■ Job: Would it be possible to quote, exactly and in full, the lines from the one with "Objective — a point for each instance of the green tree" through the end of the entries below?

(Point placement records)

__________________________________________________

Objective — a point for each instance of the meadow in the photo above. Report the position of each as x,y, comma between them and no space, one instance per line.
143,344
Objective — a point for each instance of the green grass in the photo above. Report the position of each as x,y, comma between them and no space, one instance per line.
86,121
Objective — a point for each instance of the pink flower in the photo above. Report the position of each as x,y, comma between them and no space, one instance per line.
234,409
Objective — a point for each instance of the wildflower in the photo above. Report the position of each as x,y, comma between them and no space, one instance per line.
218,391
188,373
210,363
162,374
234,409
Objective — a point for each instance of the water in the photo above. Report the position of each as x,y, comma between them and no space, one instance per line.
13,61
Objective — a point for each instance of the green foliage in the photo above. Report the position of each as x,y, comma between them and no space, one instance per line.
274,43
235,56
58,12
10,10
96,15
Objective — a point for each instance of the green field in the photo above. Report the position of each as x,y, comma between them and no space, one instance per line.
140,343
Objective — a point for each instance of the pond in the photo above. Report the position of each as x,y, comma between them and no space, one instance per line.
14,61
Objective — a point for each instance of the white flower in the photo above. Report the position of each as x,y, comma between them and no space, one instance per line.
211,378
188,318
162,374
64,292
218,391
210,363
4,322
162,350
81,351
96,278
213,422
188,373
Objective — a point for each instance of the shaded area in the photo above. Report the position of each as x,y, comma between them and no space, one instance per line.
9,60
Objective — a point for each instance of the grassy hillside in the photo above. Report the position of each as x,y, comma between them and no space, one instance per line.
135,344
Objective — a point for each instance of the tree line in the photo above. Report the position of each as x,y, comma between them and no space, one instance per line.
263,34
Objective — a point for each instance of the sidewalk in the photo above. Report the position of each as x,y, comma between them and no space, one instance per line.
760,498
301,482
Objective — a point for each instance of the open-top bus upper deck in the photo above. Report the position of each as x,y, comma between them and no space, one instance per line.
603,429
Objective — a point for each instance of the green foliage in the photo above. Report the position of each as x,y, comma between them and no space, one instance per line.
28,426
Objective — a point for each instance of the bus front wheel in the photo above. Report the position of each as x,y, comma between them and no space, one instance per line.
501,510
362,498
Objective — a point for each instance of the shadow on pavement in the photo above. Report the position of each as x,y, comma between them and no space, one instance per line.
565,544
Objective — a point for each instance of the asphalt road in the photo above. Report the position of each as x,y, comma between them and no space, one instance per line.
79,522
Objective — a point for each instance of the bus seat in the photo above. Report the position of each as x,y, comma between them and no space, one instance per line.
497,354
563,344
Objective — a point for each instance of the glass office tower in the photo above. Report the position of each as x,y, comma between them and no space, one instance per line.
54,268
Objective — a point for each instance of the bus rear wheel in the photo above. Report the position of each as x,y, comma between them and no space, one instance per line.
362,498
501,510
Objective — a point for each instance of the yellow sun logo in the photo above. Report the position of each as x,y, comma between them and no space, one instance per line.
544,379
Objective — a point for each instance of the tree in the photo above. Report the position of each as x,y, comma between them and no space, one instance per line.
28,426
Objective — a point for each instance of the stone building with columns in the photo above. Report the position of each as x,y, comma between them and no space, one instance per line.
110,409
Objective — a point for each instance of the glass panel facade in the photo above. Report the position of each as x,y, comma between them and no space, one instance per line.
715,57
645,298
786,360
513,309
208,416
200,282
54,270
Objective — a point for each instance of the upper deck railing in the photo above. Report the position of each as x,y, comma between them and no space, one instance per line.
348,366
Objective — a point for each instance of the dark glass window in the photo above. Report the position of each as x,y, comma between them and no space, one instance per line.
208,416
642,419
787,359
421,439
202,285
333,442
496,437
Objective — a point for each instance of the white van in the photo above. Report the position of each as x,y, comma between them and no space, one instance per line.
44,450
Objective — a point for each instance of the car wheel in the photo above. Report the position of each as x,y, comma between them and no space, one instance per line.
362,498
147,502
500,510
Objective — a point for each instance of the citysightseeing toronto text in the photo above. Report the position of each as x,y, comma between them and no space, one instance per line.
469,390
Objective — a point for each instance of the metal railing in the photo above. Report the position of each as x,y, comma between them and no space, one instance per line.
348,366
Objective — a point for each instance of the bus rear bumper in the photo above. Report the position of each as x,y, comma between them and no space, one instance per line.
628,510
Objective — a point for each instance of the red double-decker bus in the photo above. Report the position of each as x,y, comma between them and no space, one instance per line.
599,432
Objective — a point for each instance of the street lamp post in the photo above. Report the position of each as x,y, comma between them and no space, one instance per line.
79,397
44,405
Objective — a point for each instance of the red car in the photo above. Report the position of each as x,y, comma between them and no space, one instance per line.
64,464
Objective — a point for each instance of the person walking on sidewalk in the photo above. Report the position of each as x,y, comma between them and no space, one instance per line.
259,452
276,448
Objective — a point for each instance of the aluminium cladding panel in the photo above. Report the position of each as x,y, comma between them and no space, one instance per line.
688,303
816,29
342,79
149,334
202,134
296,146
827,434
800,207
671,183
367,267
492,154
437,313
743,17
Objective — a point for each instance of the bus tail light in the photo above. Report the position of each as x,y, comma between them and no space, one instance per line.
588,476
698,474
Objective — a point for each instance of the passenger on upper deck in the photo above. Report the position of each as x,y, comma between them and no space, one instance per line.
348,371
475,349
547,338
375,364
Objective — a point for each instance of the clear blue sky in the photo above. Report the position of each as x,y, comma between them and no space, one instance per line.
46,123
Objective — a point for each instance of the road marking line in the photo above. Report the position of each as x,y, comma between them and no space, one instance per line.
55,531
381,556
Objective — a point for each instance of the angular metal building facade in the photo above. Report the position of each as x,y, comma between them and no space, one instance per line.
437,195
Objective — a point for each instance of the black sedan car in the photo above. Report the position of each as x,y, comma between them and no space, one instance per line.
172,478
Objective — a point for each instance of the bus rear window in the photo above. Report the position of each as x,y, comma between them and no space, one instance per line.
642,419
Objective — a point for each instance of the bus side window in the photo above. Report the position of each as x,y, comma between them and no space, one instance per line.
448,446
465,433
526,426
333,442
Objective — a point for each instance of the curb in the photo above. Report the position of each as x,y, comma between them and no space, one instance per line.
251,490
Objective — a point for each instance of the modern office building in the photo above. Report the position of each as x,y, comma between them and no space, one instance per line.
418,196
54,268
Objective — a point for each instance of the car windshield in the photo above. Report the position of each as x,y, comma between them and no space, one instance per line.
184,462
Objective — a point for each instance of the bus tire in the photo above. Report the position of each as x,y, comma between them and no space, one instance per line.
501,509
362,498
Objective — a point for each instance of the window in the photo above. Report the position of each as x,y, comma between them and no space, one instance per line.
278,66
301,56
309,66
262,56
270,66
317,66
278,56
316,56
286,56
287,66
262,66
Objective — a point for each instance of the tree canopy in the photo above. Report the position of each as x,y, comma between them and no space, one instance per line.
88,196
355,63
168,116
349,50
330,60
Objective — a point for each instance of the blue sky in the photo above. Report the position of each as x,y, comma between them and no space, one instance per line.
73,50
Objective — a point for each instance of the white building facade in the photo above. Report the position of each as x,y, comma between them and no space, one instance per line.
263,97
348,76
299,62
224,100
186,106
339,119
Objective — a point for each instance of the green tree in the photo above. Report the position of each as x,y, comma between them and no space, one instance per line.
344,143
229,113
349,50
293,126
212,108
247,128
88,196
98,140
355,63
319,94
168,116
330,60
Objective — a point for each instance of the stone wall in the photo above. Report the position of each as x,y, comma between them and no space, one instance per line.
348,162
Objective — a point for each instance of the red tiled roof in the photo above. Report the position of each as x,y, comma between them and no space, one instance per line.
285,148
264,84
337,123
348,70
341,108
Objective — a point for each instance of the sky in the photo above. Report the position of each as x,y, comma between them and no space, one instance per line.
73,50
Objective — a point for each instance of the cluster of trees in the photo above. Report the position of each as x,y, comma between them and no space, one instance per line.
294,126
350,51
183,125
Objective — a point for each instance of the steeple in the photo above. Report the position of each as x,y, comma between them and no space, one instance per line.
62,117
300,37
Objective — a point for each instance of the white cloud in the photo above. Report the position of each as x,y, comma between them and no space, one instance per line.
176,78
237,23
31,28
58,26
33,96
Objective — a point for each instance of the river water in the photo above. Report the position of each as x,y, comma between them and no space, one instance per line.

__________________________________________________

■ Final answer:
Objective — a point for each instance of the green tree in the photo above. Report the position of each as x,y, comma between them and no space, one instance per line.
344,143
229,113
349,50
293,126
212,108
247,128
88,196
98,140
355,63
319,94
168,116
330,60
Objective — a point for each instance of the stone wall in the photo above. Report the position of each as x,y, comma between them and no space, one instance per line.
348,162
Objective — a point for each instance of the red tiled roof in the photo above. Report the position of each as x,y, comma between them and no space, one instance per line.
285,148
264,84
337,123
348,70
341,108
Objective — a point for each instance of the sky in the photo above. Report the position of each as x,y, comma between them and no space, one instance per line.
73,50
Objective — a point for each instance of the cluster of trees in the photo above. Report the position of each as x,y, comma between them and no space, one instance per line.
294,126
350,51
183,125
Objective — a point for each instance of the steeple in the photo above. Report the position of each as x,y, comma between them and no space, one instance per line.
62,117
300,37
Objective — a point for each instance of the white cloud in the photo above. Report the position of each as x,y, comma between them and no space, one instance per line.
176,78
237,23
31,28
58,26
33,96
Objective — a point for each instance of the river water in the photo above. Report the position of each as x,y, comma between them and no space, one instance per line.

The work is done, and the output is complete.